— begin EXTRACT TO READ —

God's Instructions On Marriage. Sabbath Afternoon. 04/08/2017

The two sacred institutions given in Eden have in recent years, come under increasing attack by the secular forces, moved upon by the enemy of all righteousness, with two specific purposes in mind: [1] To destroy the foundation of society, of which God-ordained marriage forms an integral part. [2] To destroy the foundation of God’s Government upon the earth, through the introduction of false worship, and idolatry.
 
This is the reason why the Sabbath, and Marriage are the main subjects of a well-coordinated frontal assault from foes within and without. But we are called, as Christians, to restore the breaches that were made in God’s will for the human family, and as such, we are cautioned in the Bible not to offer any substitutions, or amendments to God’s word for the sake of incorporating our personal ideas, opinions, and preferences. Let’s read:

Isaiah 58:12 And they that shall be of thee shall build the old waste places: thou shalt raise up the foundations of many generations; and thou shalt be called, The repairer of the breach, The restorer of paths to dwell in.

For this reason, we must let the word of God speak authoritatively, for by so doing, the gold standard for marriages will be set, without interference from human devising. But there are three very important points to consider and understand clearly, if we are to receive God’s word objectively:

[1] The laws of God’s government are given with the best intentions, and purposes for the human family, as well as the unfallen worlds. But in some instances, those laws and instructions may not rub us the right way, because they may appear to go contrary to conventional modes of thought, and action.

— end EXTRACT TO READ —

EXERCISE BRIEF :: Copy the passage of the text on God's instructions about marriage from "The two sacred" to "worship, and idolatry.", keeping every word and mark unchanged.

— begin ENTRIES —

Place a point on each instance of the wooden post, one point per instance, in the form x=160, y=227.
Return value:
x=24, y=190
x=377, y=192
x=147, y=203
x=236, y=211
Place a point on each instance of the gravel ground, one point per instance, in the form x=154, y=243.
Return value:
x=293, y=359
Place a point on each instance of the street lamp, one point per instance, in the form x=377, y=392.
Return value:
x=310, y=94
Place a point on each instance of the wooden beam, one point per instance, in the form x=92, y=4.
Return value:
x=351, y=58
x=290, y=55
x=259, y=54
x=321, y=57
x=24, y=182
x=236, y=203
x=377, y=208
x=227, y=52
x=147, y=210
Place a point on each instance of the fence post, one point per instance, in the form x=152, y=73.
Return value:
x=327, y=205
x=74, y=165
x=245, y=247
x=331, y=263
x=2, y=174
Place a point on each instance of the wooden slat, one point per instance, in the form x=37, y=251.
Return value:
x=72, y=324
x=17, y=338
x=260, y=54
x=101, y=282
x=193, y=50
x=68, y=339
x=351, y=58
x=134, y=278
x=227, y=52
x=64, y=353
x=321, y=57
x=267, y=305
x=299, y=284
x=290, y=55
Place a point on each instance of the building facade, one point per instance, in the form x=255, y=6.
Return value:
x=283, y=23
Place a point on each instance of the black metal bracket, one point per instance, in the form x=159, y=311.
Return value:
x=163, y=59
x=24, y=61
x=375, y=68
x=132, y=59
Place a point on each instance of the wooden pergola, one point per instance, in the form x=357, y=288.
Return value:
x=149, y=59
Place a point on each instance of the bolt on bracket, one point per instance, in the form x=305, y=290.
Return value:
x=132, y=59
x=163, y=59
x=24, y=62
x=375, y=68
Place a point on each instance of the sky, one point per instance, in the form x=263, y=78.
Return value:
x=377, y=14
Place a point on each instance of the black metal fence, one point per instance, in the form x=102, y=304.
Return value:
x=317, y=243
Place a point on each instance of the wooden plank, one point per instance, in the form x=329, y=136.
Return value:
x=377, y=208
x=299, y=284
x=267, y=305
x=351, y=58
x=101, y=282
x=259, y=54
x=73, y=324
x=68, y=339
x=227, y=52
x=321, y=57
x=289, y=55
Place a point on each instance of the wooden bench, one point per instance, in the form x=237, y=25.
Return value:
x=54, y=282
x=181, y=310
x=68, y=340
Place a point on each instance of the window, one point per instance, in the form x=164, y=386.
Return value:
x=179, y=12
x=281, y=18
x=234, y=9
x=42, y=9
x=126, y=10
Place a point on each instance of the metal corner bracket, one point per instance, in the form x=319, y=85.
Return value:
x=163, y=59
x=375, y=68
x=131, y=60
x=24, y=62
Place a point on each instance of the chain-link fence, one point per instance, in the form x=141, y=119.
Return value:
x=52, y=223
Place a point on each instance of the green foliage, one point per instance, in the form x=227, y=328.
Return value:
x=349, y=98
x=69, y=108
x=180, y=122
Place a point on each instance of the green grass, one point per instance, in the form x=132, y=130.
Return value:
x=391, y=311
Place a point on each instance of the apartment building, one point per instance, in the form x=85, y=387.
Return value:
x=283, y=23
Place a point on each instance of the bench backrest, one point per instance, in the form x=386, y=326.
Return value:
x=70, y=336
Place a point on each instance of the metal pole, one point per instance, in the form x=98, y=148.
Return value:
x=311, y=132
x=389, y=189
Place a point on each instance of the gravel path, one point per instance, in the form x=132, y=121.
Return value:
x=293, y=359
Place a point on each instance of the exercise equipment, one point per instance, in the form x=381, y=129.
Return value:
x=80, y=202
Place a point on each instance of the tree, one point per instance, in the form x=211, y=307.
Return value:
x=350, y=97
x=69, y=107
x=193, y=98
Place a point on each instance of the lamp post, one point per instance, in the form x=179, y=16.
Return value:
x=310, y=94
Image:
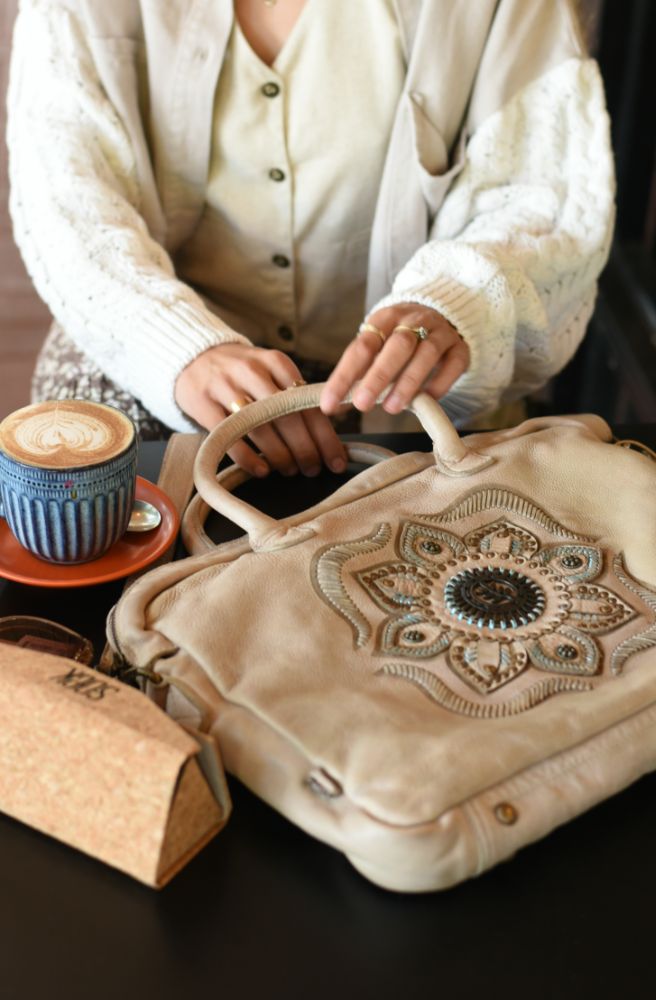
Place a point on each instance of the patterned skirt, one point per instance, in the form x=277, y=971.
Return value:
x=63, y=371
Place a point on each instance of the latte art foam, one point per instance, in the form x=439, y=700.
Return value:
x=65, y=434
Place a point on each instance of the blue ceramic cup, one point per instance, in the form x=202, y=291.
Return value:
x=67, y=478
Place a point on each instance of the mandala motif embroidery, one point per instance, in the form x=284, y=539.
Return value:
x=495, y=603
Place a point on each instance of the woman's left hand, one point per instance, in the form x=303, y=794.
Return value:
x=409, y=347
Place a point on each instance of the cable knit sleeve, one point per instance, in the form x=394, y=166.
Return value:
x=74, y=198
x=521, y=238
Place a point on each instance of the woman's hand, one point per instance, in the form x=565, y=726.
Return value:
x=232, y=375
x=392, y=350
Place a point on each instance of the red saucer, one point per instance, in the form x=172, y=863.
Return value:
x=132, y=552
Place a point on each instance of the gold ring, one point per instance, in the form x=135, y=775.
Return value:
x=420, y=332
x=370, y=328
x=238, y=404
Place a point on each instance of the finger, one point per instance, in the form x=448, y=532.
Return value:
x=354, y=362
x=453, y=364
x=240, y=453
x=274, y=449
x=265, y=438
x=329, y=448
x=300, y=451
x=390, y=361
x=326, y=439
x=414, y=375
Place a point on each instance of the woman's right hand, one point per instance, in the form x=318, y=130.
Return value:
x=233, y=373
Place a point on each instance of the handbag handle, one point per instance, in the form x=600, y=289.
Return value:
x=196, y=540
x=452, y=457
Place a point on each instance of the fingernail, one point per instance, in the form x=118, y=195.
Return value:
x=329, y=402
x=393, y=404
x=364, y=399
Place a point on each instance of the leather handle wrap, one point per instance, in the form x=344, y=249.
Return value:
x=451, y=455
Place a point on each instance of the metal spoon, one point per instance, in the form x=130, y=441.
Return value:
x=144, y=516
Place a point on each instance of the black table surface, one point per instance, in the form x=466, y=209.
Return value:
x=267, y=911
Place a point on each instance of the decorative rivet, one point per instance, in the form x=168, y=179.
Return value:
x=572, y=562
x=506, y=813
x=413, y=635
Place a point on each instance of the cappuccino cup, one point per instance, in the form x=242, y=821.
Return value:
x=68, y=473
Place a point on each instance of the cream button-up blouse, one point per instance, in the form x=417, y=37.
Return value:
x=297, y=155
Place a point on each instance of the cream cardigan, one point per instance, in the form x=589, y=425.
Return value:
x=288, y=270
x=109, y=129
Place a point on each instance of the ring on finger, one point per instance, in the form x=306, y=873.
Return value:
x=370, y=328
x=238, y=404
x=420, y=332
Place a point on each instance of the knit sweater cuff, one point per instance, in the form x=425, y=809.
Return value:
x=472, y=311
x=175, y=336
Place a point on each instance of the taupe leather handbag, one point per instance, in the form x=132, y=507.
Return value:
x=437, y=665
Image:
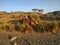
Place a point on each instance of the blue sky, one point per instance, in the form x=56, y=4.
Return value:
x=28, y=5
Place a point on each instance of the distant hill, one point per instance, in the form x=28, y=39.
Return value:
x=29, y=22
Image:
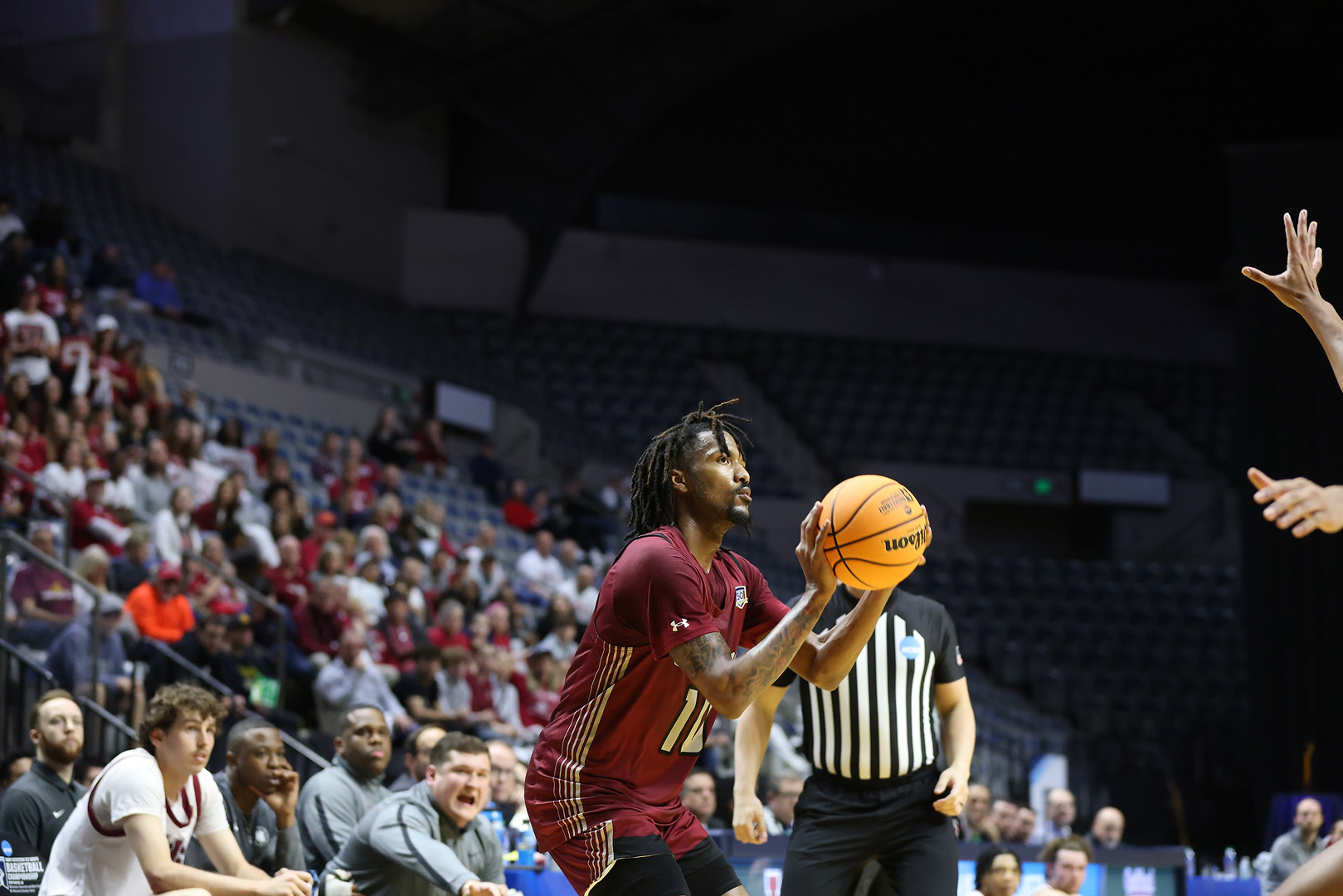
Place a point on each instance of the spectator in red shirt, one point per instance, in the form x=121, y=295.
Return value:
x=401, y=633
x=320, y=622
x=450, y=626
x=91, y=523
x=327, y=462
x=289, y=581
x=211, y=592
x=45, y=598
x=324, y=525
x=518, y=511
x=352, y=494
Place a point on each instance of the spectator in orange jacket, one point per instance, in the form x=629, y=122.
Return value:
x=158, y=606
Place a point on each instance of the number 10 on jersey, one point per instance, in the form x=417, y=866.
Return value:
x=692, y=715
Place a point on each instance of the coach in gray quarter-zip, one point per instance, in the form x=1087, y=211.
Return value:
x=430, y=839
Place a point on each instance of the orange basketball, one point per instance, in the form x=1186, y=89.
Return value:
x=878, y=533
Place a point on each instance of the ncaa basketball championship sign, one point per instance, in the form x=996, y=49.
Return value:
x=21, y=868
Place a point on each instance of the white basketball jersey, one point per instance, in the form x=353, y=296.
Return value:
x=91, y=855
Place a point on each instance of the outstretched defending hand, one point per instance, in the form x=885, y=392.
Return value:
x=748, y=820
x=1301, y=501
x=811, y=553
x=1295, y=286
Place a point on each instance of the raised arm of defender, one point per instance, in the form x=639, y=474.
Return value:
x=732, y=683
x=1299, y=288
x=1299, y=503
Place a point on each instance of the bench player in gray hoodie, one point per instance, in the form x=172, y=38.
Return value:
x=430, y=839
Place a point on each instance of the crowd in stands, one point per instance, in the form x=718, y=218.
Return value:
x=199, y=538
x=352, y=601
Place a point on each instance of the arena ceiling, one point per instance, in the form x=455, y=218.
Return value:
x=1043, y=134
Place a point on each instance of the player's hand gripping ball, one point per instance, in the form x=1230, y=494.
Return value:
x=878, y=533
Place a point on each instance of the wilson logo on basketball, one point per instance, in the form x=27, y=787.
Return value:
x=915, y=540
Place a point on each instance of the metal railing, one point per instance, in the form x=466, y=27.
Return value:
x=253, y=594
x=52, y=496
x=17, y=728
x=13, y=540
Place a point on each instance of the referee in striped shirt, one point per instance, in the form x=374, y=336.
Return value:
x=876, y=793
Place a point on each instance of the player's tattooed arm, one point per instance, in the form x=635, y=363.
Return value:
x=732, y=683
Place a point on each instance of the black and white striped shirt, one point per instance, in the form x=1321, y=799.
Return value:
x=878, y=723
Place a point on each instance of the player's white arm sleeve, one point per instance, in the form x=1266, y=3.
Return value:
x=147, y=837
x=754, y=730
x=399, y=837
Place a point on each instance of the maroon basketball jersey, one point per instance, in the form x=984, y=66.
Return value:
x=629, y=724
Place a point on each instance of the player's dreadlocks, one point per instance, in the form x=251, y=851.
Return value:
x=652, y=499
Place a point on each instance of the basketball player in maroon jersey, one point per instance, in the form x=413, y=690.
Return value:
x=1299, y=503
x=659, y=663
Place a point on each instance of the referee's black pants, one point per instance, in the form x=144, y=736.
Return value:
x=839, y=828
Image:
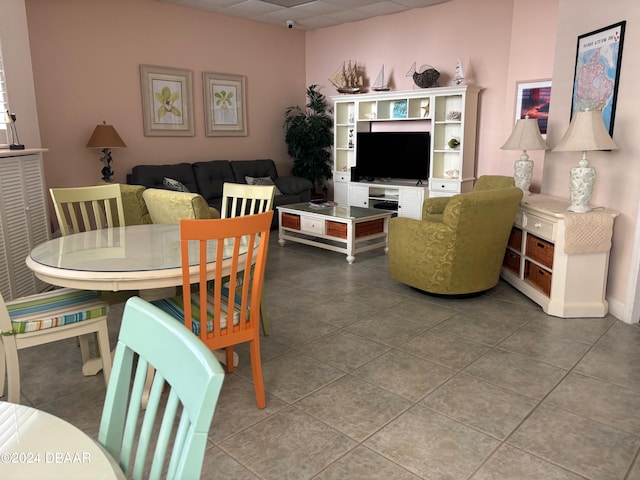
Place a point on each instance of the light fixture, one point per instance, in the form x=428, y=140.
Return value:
x=586, y=132
x=525, y=136
x=105, y=137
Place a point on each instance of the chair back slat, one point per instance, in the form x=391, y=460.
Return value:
x=81, y=209
x=239, y=199
x=182, y=399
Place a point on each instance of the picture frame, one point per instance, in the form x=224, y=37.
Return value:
x=167, y=102
x=225, y=104
x=597, y=72
x=399, y=109
x=533, y=98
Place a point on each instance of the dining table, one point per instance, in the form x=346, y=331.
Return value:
x=35, y=444
x=144, y=258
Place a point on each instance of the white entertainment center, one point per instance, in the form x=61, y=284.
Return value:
x=448, y=113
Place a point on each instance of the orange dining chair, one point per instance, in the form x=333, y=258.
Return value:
x=229, y=313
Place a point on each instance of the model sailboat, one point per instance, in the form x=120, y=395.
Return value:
x=380, y=85
x=346, y=79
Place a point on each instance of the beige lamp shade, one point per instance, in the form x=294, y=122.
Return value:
x=525, y=136
x=586, y=132
x=105, y=136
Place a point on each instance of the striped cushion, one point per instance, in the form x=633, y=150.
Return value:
x=174, y=307
x=54, y=309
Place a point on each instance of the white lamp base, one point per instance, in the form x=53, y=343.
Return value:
x=523, y=172
x=581, y=188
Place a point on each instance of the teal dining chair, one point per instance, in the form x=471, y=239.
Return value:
x=182, y=400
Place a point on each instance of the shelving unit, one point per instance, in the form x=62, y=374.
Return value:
x=564, y=285
x=451, y=168
x=24, y=220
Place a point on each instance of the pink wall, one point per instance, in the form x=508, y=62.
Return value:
x=86, y=56
x=489, y=50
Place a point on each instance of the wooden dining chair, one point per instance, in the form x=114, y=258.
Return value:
x=228, y=314
x=239, y=199
x=48, y=317
x=80, y=209
x=183, y=396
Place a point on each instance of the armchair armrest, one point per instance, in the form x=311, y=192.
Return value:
x=434, y=206
x=293, y=185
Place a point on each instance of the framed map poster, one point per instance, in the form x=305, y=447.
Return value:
x=597, y=73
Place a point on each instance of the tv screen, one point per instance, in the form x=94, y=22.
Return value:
x=401, y=155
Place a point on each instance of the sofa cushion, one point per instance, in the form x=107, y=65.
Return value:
x=174, y=185
x=152, y=176
x=253, y=168
x=262, y=181
x=210, y=176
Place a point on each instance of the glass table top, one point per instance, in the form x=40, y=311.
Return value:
x=122, y=249
x=338, y=211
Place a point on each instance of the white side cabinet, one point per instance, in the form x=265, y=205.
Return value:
x=536, y=263
x=25, y=219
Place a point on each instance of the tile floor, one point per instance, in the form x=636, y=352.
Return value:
x=368, y=379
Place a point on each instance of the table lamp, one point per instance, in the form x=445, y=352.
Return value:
x=105, y=137
x=586, y=132
x=525, y=136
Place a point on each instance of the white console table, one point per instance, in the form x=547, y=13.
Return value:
x=564, y=284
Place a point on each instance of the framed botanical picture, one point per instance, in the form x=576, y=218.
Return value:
x=225, y=106
x=597, y=72
x=532, y=99
x=166, y=101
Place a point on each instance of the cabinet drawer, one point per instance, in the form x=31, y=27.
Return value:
x=336, y=229
x=291, y=221
x=515, y=239
x=539, y=226
x=311, y=225
x=449, y=186
x=538, y=277
x=540, y=250
x=369, y=228
x=512, y=261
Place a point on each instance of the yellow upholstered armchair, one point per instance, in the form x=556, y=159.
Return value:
x=459, y=249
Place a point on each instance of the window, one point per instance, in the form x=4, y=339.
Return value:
x=4, y=105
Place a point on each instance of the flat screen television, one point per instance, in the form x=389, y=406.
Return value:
x=399, y=155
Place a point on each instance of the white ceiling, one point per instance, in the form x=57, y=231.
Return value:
x=306, y=14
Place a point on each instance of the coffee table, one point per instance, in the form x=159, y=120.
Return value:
x=338, y=228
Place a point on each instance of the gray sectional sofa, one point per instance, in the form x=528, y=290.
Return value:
x=207, y=178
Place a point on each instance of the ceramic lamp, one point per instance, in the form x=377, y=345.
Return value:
x=105, y=137
x=586, y=132
x=525, y=136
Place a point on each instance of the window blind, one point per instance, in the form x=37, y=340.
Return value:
x=4, y=104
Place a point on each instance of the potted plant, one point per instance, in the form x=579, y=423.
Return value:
x=309, y=138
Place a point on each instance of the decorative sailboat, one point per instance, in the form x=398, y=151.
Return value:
x=458, y=78
x=380, y=85
x=347, y=79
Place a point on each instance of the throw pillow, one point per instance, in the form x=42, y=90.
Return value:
x=174, y=185
x=261, y=181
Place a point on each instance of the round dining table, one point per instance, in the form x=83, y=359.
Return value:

— end ENTRIES —

FINAL RESULT ::
The two sacred institutions given in Eden have in recent years, come under increasing attack by the secular forces, moved upon by the enemy of all righteousness, with two specific purposes in mind: [1] To destroy the foundation of society, of which God-ordained marriage forms an integral part. [2] To destroy the foundation of God’s Government upon the earth, through the introduction of false worship, and idolatry.